[Start of Attachment]

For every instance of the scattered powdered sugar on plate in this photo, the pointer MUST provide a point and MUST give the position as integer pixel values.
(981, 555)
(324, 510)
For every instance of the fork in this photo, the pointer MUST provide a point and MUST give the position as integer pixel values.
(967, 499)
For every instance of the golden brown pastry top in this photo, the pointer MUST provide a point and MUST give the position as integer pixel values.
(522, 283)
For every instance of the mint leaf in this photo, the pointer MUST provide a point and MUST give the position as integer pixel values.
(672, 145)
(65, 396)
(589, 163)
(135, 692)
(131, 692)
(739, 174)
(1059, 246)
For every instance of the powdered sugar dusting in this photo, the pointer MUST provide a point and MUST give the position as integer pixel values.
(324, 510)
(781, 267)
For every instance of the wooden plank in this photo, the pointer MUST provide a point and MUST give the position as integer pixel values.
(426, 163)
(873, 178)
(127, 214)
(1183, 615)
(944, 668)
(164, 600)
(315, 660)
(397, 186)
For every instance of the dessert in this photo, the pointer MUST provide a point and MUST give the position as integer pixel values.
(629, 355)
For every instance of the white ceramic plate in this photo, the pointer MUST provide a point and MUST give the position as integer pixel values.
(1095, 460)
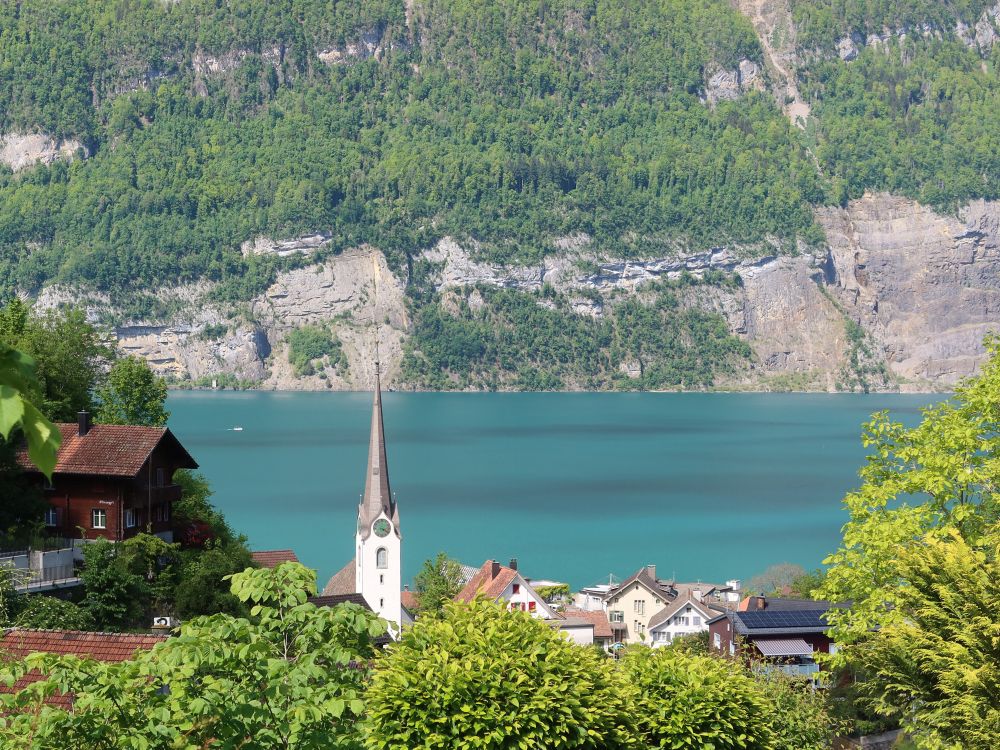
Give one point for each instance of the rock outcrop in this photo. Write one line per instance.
(22, 150)
(926, 287)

[End of Attachment]

◆ **WHAT THIS TASK INVOLVES**
The response must repeat all the lines above exactly and include no pictures.

◆ **ANSWER AREA**
For every instance of the scattered powdered sugar on plate in this photo, the pointer MUST provide a point and MUST give the position as integer pixel values.
(981, 555)
(324, 510)
For every instance of the fork in this photo, the pointer MUST provide a point and MUST give the position as integer pixel values.
(967, 499)
For every instance of the golden brown pastry top in this photo, the pointer MUST provide a point and MUST give the position as integer pixel values.
(522, 283)
For every instance of the mint leaf in this photo, the pointer MUST provide a point and MUST give the position as integer pixel values.
(672, 145)
(65, 396)
(589, 163)
(135, 692)
(131, 692)
(739, 174)
(1059, 246)
For every instance of the powdered sugar dusting in this photo, the pointer MUST provide a point and MUST give the position as integer pixel values.
(324, 510)
(781, 267)
For every instance of the wooden plank in this photo, the pointer MUST provide a point and MUST give the position as integer pixel values.
(426, 163)
(873, 178)
(127, 214)
(1183, 615)
(944, 668)
(164, 600)
(315, 660)
(397, 186)
For every instance of the dessert in this photo, the pointer MUST provide a point and MUST give the position as integer pixel values.
(629, 355)
For every instance of the white ceramic plate in this photo, the pointer MUST provide a point and MUST give the position as integer pixel values.
(1095, 460)
Give one point for each instance of the rock outcrop in this photo. Write one line per instance.
(22, 150)
(926, 287)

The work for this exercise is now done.